::: TEXT PASSAGE
Toronto’s Cardinal Thomas Collins

Christmas Mass conundrum

By 
  • December 17, 2020

Catholics across Canada will mull whether they should attend Christmas week Masses in person or if they should just stay home and watch a virtual service.

For many, the choice has been taken out of their hands. Current government pandemic restrictions vary nationwide depending upon the severity of COVID-19 cases in an area. Provinces like British Columbia have completely shut down access to public worship, while in the Toronto archdiocese, restrictions vary depending upon the locale of the parish.

The City of Toronto, Peel and York Region parishes have been completely shut down to public services, as capacity limits of 10 have essentially removed in-person services from consideration. Other areas of the archdiocese have less stringent capacity restrictions in place, as does most of Ontario.

Dr. Christopher Mody said each person has to really ask themselves how important celebrating in person means to them, while being aware of the risks.

“The people that are at the highest risk must seriously ask themselves how important is it for them to go to a place of worship to practise their religion where there is a risk of acquiring the virus,” said Mody, who heads the department of microbiology, immunology and infectious diseases at the University of Calgary’s Cumming School of Medicine. “They should balance that against the consequences that could come from being infected.”

Mody said while different organizations use different age cutoffs to assess risk, generally “you are more at risk the older you are.”
::::::
::: SUPPLIED ENTRIES
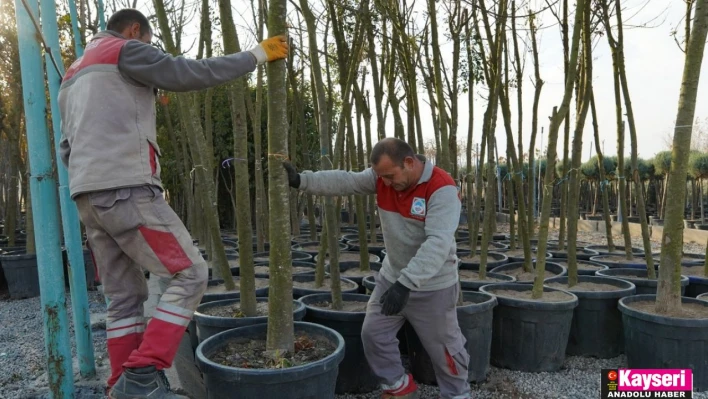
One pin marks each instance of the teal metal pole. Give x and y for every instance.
(101, 16)
(44, 206)
(78, 46)
(69, 213)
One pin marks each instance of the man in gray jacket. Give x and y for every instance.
(109, 145)
(419, 207)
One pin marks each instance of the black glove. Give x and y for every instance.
(293, 176)
(394, 299)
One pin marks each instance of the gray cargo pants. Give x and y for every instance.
(130, 229)
(433, 315)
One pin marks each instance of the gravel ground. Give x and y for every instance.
(22, 364)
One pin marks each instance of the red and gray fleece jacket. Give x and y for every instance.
(107, 107)
(418, 225)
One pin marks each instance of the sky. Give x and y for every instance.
(654, 65)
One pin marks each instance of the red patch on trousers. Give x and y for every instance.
(167, 248)
(451, 363)
(153, 162)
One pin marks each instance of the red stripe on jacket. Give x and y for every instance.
(104, 51)
(413, 203)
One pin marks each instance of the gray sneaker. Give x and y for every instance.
(143, 383)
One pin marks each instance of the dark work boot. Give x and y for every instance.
(143, 383)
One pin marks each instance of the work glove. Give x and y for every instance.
(293, 176)
(394, 299)
(272, 49)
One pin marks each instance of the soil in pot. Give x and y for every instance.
(264, 270)
(587, 268)
(234, 310)
(351, 257)
(596, 329)
(347, 306)
(326, 286)
(252, 353)
(355, 376)
(688, 310)
(552, 296)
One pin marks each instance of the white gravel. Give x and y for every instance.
(22, 364)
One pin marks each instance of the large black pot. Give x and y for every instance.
(581, 271)
(312, 247)
(208, 326)
(475, 321)
(355, 375)
(619, 262)
(348, 286)
(474, 285)
(314, 380)
(494, 259)
(550, 267)
(296, 256)
(597, 323)
(644, 285)
(529, 335)
(21, 274)
(656, 342)
(344, 266)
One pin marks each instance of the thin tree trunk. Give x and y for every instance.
(558, 115)
(668, 297)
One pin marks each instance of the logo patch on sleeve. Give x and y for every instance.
(418, 207)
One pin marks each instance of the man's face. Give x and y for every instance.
(393, 175)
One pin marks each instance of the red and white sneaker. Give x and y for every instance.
(405, 388)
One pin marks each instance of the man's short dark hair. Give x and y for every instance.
(396, 149)
(122, 19)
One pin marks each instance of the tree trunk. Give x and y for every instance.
(557, 117)
(585, 90)
(668, 297)
(243, 195)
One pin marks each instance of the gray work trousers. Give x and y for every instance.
(433, 315)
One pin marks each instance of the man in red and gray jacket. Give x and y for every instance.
(419, 209)
(109, 145)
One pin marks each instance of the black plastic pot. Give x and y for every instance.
(308, 247)
(639, 279)
(314, 380)
(372, 257)
(551, 267)
(21, 274)
(697, 285)
(494, 260)
(208, 326)
(374, 249)
(597, 323)
(655, 342)
(297, 256)
(613, 262)
(582, 272)
(344, 266)
(602, 250)
(300, 292)
(473, 285)
(355, 376)
(514, 259)
(529, 335)
(475, 321)
(308, 265)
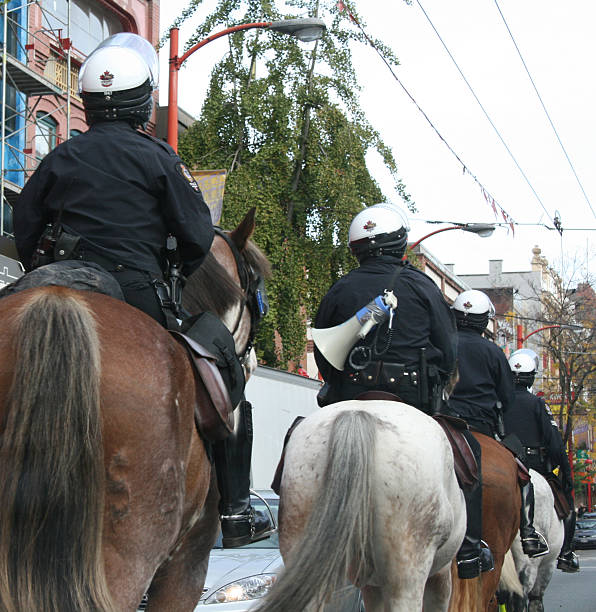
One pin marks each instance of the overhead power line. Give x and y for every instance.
::::::
◆ YOUR ASSIGNMENT
Continue the article about whether Catholics should attend Christmas Masses in person during the pandemic, starting right after its final sentence. You won't need the data.

◆ RESULT FOR THIS EXERCISE
People with comorbidities such as high blood pressure, hypertension, diabetes, obesity, people on immunosuppressive drugs should also examine the issue, as should anyone with a chronic lung or heart condition, or someone with kidney and liver disease.

“You as a person must evaluate if you are OK with that (risk) when considering if you want to go worship in person,” he said.

Accepting the suspension of public services is a difficult proposition for many considering no outbreak of COVID-19 has been traced to a church. Toronto’s Cardinal Thomas Collins expressed the sentiments in a letter Dec. 11.

“It is increasingly frustrating for all of us to see certain businesses open while others remain closed and that some, including places of worship, appear to be severely restricted with little evidence to suggest they are a cause of transmission,” write Collins. “Earlier this week, I communicated these concerns directly to Premier (Doug) Ford.”

 But he goes on to say Catholics must “balance this frustration” with the fact COVID-19 remains a concern.

“Our reverence for the sanctity of every life compels each one of us to follow the restrictions out of love for our neighbour, to reduce the spread of COVID-19 and to help us return to full ministry as soon as possible.”